»»

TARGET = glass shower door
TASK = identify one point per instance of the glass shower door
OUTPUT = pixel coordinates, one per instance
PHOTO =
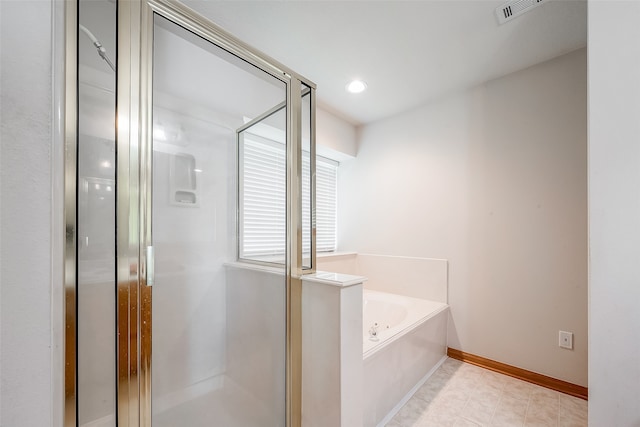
(218, 327)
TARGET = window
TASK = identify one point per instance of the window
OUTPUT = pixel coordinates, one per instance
(263, 200)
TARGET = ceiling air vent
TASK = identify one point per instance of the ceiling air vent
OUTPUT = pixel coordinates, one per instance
(510, 10)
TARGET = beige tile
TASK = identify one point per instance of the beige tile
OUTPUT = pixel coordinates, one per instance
(480, 410)
(573, 405)
(410, 414)
(451, 365)
(493, 380)
(439, 418)
(510, 412)
(542, 413)
(511, 405)
(539, 423)
(567, 421)
(506, 420)
(518, 389)
(427, 393)
(544, 394)
(487, 394)
(463, 422)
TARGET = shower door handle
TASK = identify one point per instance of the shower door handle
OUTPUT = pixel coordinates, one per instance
(151, 275)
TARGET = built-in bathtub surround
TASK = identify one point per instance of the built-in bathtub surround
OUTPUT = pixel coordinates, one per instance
(408, 346)
(332, 350)
(424, 278)
(405, 305)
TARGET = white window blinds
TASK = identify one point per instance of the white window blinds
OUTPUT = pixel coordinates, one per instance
(263, 204)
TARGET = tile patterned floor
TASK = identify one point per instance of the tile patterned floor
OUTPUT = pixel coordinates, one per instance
(460, 394)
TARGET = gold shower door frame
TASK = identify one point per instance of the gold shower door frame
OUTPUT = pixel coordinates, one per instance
(133, 203)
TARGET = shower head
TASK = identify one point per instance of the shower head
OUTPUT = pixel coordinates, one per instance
(101, 50)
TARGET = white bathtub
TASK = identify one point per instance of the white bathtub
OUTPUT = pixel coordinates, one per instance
(409, 345)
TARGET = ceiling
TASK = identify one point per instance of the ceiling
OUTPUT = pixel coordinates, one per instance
(408, 52)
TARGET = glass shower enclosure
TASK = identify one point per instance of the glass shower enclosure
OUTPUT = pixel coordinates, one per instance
(201, 224)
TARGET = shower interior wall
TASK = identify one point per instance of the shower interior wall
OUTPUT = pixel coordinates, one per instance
(200, 306)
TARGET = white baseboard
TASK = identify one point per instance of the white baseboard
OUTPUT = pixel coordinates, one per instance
(107, 421)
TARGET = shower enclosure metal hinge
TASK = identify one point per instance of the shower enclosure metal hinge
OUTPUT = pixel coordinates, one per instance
(150, 266)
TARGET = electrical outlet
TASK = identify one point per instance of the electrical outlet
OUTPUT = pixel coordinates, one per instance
(565, 340)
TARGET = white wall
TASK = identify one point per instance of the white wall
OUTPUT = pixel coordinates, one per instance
(494, 180)
(335, 138)
(614, 209)
(29, 215)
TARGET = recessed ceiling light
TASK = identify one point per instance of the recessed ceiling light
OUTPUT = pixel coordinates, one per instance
(356, 86)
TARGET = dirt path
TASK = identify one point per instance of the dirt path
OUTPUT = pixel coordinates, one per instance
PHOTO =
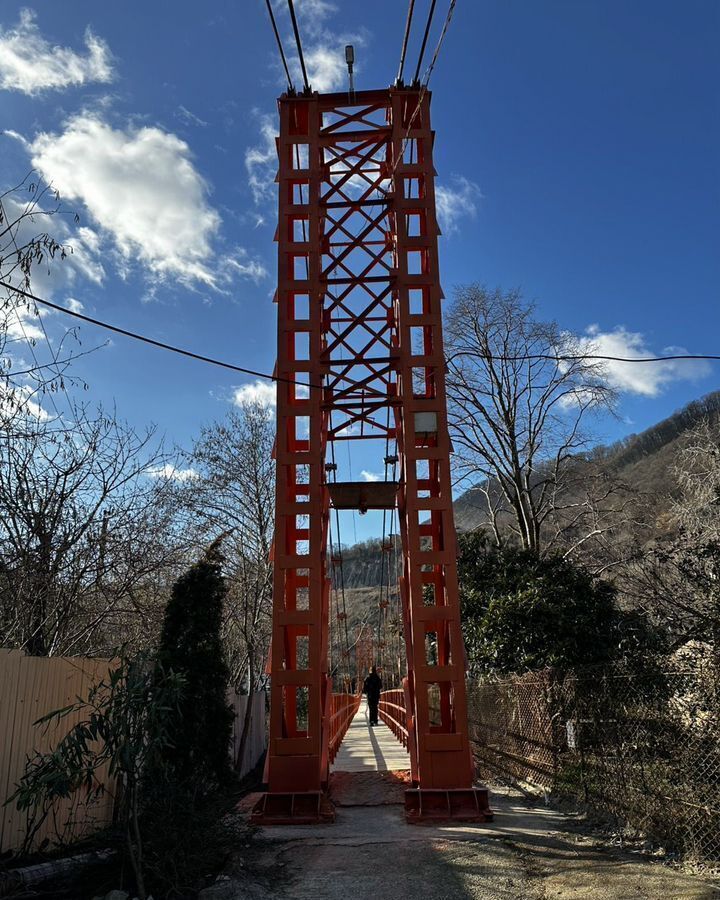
(530, 852)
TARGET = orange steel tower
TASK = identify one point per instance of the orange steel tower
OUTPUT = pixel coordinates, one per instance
(360, 357)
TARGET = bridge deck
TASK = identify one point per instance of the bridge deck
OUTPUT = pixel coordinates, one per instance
(366, 749)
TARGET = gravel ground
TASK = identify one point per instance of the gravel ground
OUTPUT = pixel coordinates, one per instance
(530, 852)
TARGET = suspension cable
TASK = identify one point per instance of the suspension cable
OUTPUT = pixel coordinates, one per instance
(298, 42)
(448, 17)
(291, 88)
(431, 13)
(408, 22)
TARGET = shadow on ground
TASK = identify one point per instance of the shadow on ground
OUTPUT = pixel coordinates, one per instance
(530, 852)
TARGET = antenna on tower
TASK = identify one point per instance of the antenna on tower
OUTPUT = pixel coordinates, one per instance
(350, 60)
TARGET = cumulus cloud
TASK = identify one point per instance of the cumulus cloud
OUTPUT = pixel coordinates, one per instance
(29, 63)
(456, 201)
(172, 473)
(142, 190)
(646, 379)
(263, 392)
(326, 66)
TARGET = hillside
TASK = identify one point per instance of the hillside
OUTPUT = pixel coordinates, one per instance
(641, 461)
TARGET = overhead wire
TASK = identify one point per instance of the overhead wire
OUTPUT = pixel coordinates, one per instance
(280, 46)
(298, 42)
(408, 23)
(162, 345)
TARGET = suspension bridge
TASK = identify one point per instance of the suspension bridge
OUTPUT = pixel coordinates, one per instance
(360, 360)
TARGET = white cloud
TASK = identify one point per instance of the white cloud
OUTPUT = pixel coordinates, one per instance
(142, 190)
(263, 392)
(647, 379)
(326, 67)
(29, 63)
(172, 473)
(189, 118)
(456, 202)
(21, 324)
(261, 163)
(82, 245)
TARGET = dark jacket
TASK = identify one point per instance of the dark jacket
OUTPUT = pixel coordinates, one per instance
(372, 687)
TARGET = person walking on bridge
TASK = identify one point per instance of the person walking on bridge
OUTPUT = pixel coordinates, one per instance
(372, 688)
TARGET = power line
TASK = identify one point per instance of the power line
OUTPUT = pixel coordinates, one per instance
(279, 43)
(408, 22)
(551, 357)
(431, 13)
(299, 44)
(141, 337)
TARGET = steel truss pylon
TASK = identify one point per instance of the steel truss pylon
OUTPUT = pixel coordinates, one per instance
(360, 357)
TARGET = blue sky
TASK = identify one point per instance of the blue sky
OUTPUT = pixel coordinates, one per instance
(578, 152)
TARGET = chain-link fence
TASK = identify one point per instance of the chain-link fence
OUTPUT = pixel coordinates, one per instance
(643, 746)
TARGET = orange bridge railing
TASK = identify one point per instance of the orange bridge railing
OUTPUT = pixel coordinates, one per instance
(342, 710)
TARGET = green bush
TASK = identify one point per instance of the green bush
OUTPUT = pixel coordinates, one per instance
(522, 612)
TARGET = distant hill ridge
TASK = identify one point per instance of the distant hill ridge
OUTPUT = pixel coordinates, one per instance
(642, 460)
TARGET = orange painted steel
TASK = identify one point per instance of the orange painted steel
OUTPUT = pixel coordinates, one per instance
(343, 709)
(391, 710)
(360, 357)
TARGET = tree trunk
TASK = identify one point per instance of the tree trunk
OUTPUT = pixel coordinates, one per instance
(247, 719)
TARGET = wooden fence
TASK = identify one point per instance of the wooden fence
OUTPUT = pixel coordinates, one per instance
(30, 687)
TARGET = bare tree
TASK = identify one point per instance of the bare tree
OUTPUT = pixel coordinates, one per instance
(233, 490)
(519, 418)
(85, 544)
(32, 229)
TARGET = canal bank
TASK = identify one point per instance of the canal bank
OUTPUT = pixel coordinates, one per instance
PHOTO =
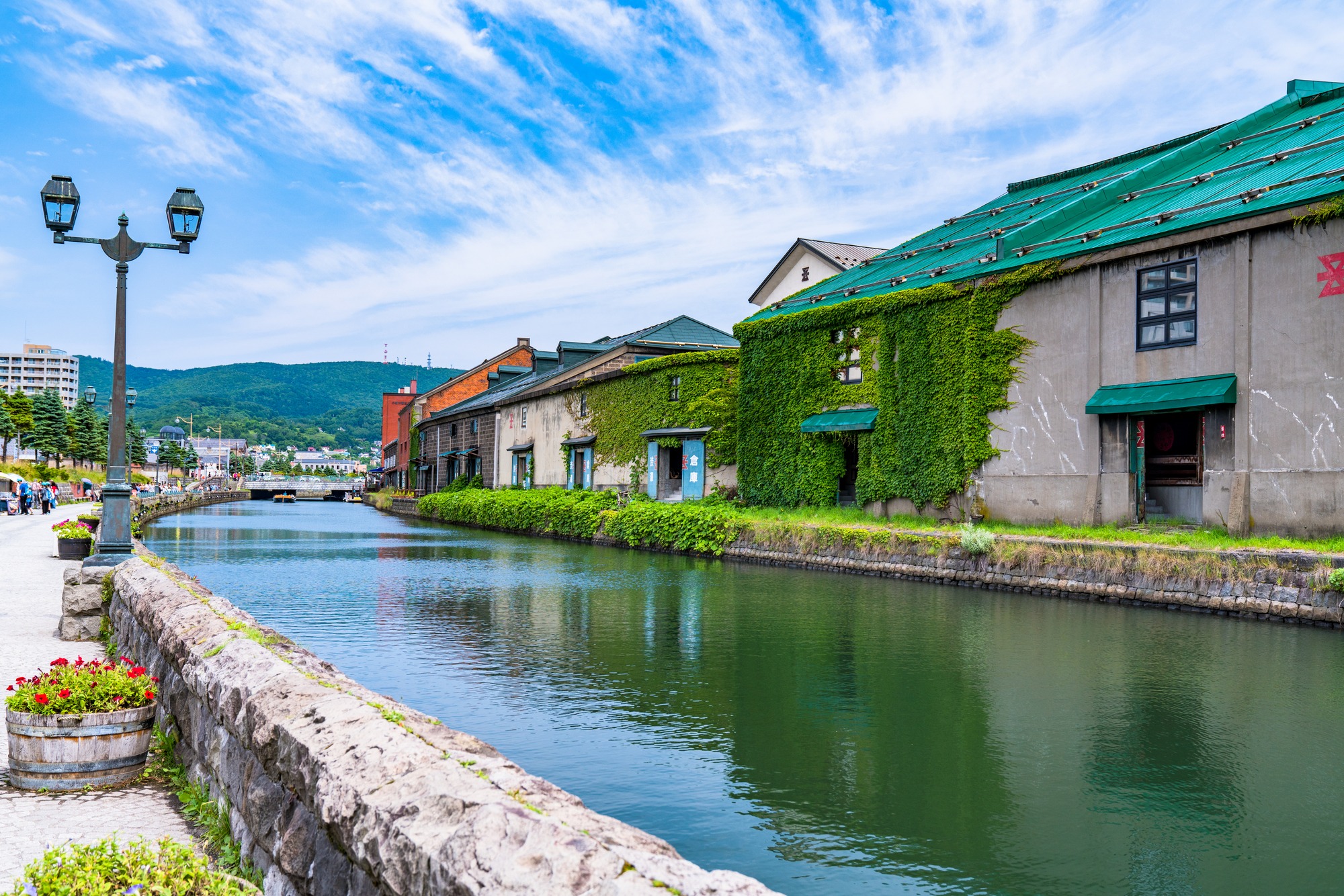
(826, 734)
(331, 788)
(1279, 586)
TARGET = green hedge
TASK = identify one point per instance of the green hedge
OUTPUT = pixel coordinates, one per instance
(575, 514)
(693, 526)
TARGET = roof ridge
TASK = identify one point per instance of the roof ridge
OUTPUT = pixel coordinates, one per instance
(1107, 194)
(1116, 161)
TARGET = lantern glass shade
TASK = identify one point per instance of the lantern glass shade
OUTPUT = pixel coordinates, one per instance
(185, 214)
(60, 204)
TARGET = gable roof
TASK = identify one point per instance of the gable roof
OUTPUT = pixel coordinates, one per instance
(1282, 156)
(681, 332)
(839, 256)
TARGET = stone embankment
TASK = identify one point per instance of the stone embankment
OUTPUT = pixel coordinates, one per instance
(335, 791)
(1284, 586)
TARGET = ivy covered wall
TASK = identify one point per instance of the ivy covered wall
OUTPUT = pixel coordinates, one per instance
(642, 398)
(932, 362)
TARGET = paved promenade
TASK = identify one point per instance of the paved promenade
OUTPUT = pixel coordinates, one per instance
(30, 611)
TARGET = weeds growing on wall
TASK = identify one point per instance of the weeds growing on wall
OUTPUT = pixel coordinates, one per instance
(564, 512)
(646, 398)
(706, 527)
(933, 363)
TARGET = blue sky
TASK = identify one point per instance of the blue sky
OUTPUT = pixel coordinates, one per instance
(447, 177)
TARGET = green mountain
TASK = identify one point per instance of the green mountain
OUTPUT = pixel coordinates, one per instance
(337, 404)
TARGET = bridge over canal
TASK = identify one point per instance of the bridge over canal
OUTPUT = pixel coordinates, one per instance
(304, 488)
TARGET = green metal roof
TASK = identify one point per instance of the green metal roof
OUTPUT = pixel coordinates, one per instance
(1284, 155)
(861, 418)
(1165, 396)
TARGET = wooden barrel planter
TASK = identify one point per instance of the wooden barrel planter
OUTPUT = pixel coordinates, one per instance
(72, 753)
(75, 549)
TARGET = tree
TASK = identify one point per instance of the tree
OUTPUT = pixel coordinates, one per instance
(87, 439)
(49, 425)
(170, 455)
(21, 412)
(7, 432)
(136, 452)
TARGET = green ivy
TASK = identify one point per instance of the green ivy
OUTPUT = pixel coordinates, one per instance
(933, 363)
(640, 400)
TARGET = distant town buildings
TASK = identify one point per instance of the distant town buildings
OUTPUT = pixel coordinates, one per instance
(40, 367)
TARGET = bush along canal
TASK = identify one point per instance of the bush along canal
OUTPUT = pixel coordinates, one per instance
(823, 734)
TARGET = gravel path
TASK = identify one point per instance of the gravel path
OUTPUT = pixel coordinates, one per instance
(30, 612)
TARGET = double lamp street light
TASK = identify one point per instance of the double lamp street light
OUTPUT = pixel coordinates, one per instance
(60, 206)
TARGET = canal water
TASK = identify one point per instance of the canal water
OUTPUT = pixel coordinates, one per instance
(829, 734)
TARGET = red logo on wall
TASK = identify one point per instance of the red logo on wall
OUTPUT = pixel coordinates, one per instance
(1334, 276)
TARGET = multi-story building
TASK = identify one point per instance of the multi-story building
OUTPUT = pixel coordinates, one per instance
(40, 367)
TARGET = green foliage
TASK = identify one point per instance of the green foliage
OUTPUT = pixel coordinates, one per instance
(75, 688)
(933, 362)
(49, 435)
(564, 512)
(110, 868)
(1320, 214)
(640, 400)
(209, 813)
(976, 541)
(705, 527)
(88, 443)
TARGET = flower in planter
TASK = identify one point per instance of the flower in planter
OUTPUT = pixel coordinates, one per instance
(81, 687)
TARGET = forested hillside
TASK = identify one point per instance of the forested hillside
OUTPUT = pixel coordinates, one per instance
(334, 404)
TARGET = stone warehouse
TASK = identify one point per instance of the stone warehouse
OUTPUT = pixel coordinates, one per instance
(1148, 337)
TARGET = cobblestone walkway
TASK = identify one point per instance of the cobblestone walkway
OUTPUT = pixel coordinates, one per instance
(30, 611)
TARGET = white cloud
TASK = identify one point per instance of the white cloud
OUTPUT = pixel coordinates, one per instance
(600, 166)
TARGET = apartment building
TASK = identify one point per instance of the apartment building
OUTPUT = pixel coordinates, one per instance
(38, 367)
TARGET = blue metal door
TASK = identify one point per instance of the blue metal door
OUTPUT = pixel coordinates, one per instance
(693, 469)
(654, 469)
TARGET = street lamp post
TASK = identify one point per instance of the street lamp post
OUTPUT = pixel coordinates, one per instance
(60, 208)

««

Only the lines above from the one with "TASK = identify one point per instance of the stone embankment" through the one with "TASK = identify one point per instance of the weeds" should be duplicated, character for character.

TASK = identify one point per instance of the stone embankment
OUTPUT = pixel coordinates, one per instance
(335, 791)
(1284, 586)
TARGET = ivy covered wall
TASK = identify one point per instance of the ivy covered wall
OUTPUT = pixel coordinates, one per instance
(642, 398)
(932, 362)
TARGET = paved promenade
TASK = identify one point per instance of the paved promenade
OUTPUT = pixel coordinates, one per instance
(30, 611)
TARGET = weeds growing on wall
TASK = identify one point per instance of the weeds growing on wall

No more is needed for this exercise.